Give the data back exactly. Leave out any images.

..........

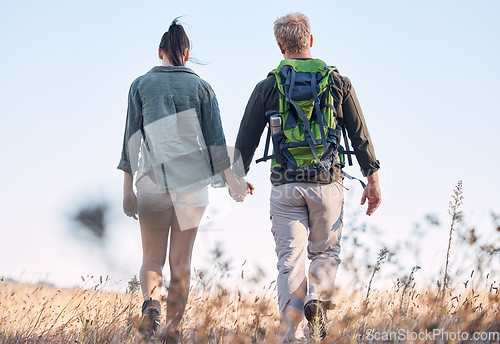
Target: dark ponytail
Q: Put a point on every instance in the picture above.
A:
(175, 43)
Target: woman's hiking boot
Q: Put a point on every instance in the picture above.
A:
(151, 313)
(316, 318)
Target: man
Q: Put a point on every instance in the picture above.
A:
(307, 212)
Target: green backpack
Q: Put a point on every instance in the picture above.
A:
(308, 143)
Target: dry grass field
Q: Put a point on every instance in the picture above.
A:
(454, 310)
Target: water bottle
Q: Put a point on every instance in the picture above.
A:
(275, 124)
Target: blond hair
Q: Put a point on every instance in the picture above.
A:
(293, 32)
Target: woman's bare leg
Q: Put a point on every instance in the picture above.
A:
(154, 232)
(181, 248)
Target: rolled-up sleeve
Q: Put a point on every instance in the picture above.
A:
(357, 130)
(132, 125)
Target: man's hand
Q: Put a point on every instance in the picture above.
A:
(372, 193)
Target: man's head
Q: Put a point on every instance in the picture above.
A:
(293, 33)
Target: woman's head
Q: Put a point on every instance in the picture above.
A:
(175, 44)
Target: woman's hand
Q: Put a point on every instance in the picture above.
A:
(130, 204)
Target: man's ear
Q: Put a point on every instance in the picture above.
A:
(281, 48)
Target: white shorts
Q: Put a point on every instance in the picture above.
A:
(186, 204)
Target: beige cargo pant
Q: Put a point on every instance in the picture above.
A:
(306, 215)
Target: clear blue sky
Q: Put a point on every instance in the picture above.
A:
(426, 74)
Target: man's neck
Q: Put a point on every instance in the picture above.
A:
(300, 55)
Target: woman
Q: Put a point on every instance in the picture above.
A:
(175, 145)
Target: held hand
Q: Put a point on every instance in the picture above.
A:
(130, 204)
(372, 193)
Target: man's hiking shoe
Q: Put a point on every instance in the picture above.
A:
(316, 318)
(151, 312)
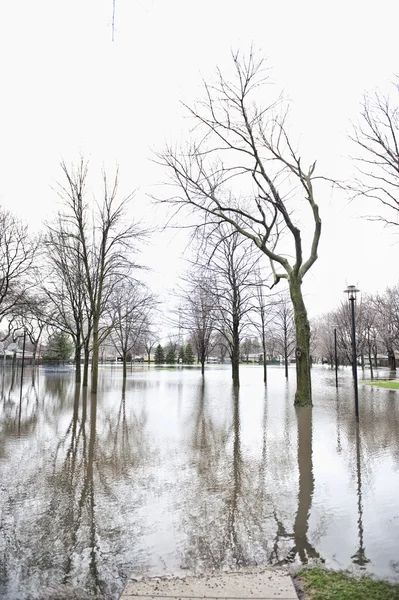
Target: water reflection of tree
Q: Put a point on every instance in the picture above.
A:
(301, 547)
(228, 522)
(236, 517)
(20, 408)
(77, 531)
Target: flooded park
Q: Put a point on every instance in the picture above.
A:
(183, 474)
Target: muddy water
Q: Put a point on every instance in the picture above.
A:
(178, 474)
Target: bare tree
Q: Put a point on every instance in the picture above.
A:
(284, 329)
(131, 306)
(17, 261)
(150, 338)
(103, 241)
(263, 305)
(197, 313)
(230, 266)
(246, 147)
(33, 320)
(386, 309)
(65, 286)
(377, 140)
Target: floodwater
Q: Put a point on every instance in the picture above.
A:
(180, 474)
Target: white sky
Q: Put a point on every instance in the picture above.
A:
(68, 89)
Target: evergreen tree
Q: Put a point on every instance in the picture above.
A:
(181, 358)
(189, 355)
(59, 347)
(159, 357)
(170, 356)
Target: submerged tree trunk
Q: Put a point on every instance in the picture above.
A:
(303, 395)
(77, 359)
(286, 360)
(391, 360)
(235, 355)
(264, 361)
(124, 357)
(94, 357)
(86, 366)
(371, 365)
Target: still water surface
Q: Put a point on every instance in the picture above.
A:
(182, 474)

..........

■ Exercise solution
Target: dark ponytail
Q: Put a point on every instance in the picture above.
A:
(175, 43)
Target: woman's hiking boot
Q: Put a point on every instance in the picture above.
A:
(151, 313)
(316, 318)
Target: man
Q: Put a point on every instance in the picture above.
A:
(307, 212)
Target: green backpack
Q: Put a point on every instance in the picture above.
A:
(308, 143)
Target: dry grass field
Q: Put a point on every instance in the picture above.
A:
(454, 310)
Target: water bottle
Q: Put a point on every instance in the picture above.
A:
(275, 124)
Target: blond hair
Q: Put a point on every instance in the picture above.
A:
(293, 32)
Target: woman's bare leg
Q: Put a point on every instance in the picture above.
A:
(154, 232)
(181, 248)
Target: rolled-up sleeve
Q: Put a point on every instance in the picture above.
A:
(357, 130)
(132, 125)
Target: man's hand
Q: Put a point on every instance in the picture above.
A:
(372, 193)
Target: man's head
Q: Put a point on every instance in the picture above.
A:
(293, 33)
Target: woman's head
Q: Put a point on every instance in the picture above.
A:
(175, 44)
Target: woman's hand
Q: Put a point on every instance in the picture above.
A:
(130, 204)
Target: man's ear
Q: Put a point on every instance in the picture above.
A:
(281, 48)
Target: white shorts
Q: Put a point on every instance in the picture above.
A:
(186, 204)
Target: beige cargo pant
Q: Put a point on every instance in the picture above.
A:
(306, 215)
Target: clear blue sky
Q: Put a point on every instance in the picture above.
A:
(426, 74)
Target: man's neck
Q: Put a point on every instance in the picture above.
A:
(300, 55)
Target: woman
Q: Put a point on every instance in the picture above.
A:
(175, 145)
Target: held hand
Q: Put a point on every instance in the picture above.
A:
(130, 204)
(372, 193)
Target: man's hiking shoe
Q: Put a point on every instance in the picture above.
A:
(316, 318)
(151, 312)
Target: water reflection of tree
Q: Put a point on every instance in the picture above.
A:
(301, 547)
(228, 522)
(236, 517)
(20, 408)
(77, 531)
Target: flooded park
Q: Put a point on every instance in the picture above.
A:
(183, 474)
Target: muddy water
Q: Put a point on every instance in the picture above.
A:
(178, 474)
Target: bare tree
Q: Put a point on every instance in the picture above.
A:
(284, 329)
(131, 306)
(17, 261)
(150, 338)
(103, 241)
(263, 305)
(197, 313)
(230, 266)
(246, 147)
(33, 320)
(386, 309)
(65, 286)
(377, 140)
Target: floodwater
Q: Put a point on every instance in the picture above.
A:
(180, 474)
Target: white sky
Q: Put a point on every instance in the picture above.
A:
(68, 89)
Target: evergreen tree
Q: Put a point on every instance in the picture above.
A:
(181, 358)
(189, 355)
(59, 347)
(159, 357)
(170, 356)
Target: submerged tree trunk
Q: Put a point on every instance in the picture above.
A:
(303, 395)
(77, 359)
(286, 360)
(391, 360)
(235, 355)
(264, 361)
(124, 357)
(94, 357)
(86, 366)
(371, 365)
Target: still water surface
Q: Put a point on every instance in the picture above.
A:
(182, 474)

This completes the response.